[Point-per-instance localization data]
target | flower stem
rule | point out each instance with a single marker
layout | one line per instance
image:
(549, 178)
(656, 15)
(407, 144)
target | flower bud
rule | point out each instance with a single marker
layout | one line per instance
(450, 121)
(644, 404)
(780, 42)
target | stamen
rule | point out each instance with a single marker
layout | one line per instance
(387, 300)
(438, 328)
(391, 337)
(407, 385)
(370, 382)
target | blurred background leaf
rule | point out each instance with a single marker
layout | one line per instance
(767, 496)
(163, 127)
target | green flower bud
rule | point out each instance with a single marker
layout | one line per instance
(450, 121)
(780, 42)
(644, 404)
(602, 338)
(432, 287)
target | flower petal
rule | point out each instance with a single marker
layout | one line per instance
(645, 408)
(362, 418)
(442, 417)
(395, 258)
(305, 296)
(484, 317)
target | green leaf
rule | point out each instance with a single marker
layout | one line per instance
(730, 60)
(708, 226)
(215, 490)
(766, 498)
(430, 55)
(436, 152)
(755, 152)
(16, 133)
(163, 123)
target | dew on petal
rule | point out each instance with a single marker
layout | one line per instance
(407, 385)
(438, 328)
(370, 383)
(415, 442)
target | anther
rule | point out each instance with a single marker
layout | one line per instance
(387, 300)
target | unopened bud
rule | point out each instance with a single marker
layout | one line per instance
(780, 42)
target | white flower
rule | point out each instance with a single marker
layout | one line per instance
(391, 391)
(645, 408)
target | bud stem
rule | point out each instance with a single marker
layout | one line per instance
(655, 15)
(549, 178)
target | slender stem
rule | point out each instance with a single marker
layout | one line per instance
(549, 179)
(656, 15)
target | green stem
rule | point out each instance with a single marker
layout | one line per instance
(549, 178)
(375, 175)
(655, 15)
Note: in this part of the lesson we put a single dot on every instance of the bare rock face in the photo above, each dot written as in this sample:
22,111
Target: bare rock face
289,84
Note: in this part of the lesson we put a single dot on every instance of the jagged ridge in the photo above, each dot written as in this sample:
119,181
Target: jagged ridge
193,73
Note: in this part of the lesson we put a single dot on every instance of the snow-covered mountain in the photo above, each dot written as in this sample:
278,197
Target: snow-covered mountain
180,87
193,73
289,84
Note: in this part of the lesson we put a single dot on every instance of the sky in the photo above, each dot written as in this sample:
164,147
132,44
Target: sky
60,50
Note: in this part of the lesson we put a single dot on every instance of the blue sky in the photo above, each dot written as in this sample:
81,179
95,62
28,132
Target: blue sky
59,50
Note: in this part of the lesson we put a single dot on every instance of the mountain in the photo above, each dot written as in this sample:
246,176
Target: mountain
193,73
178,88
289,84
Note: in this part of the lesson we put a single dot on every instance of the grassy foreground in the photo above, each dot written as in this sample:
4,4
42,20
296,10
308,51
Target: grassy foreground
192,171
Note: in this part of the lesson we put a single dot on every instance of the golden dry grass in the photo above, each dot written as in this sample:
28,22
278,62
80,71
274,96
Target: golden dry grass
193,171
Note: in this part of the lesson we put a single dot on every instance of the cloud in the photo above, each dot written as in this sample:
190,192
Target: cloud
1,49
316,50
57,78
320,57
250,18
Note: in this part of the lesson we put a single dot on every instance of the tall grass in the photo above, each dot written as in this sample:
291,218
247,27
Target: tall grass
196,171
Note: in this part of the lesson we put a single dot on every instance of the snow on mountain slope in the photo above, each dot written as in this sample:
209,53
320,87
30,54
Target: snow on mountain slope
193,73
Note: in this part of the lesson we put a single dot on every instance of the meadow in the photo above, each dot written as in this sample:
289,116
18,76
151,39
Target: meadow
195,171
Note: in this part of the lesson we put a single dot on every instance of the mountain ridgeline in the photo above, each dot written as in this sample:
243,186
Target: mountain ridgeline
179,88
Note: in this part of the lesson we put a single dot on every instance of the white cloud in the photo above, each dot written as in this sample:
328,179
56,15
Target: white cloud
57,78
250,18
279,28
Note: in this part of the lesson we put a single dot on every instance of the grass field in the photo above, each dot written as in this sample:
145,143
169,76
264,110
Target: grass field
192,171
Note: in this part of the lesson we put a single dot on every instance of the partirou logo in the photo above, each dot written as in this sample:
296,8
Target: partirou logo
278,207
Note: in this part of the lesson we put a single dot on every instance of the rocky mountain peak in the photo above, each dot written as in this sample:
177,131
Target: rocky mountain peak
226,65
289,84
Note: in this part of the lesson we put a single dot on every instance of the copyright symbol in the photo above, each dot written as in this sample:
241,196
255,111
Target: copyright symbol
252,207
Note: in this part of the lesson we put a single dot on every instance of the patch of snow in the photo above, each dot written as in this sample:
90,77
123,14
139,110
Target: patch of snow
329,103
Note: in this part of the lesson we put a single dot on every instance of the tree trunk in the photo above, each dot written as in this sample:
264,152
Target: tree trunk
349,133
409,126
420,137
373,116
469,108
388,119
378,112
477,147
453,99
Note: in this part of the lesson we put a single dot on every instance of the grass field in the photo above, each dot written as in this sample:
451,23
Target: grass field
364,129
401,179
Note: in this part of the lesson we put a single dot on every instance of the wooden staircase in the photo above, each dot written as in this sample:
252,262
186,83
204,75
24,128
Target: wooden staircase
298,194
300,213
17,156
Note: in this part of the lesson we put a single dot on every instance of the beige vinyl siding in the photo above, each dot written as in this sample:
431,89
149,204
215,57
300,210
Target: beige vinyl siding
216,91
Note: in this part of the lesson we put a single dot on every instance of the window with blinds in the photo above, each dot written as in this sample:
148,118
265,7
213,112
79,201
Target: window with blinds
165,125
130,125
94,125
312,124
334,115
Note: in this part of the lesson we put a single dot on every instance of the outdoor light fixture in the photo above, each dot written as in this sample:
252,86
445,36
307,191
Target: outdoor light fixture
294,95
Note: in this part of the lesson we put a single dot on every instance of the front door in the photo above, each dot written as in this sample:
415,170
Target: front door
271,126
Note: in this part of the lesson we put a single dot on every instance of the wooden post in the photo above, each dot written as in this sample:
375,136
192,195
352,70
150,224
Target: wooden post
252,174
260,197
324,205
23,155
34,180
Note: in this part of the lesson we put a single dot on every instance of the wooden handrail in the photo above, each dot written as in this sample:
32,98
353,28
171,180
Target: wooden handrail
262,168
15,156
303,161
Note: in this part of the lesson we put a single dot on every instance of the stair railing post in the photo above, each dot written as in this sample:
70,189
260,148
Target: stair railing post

__REQUIRED WORK__.
When a line of the records holds the word "petal", copy that line.

__WRITTEN ANSWER__.
target | flower petal
target | dew on petal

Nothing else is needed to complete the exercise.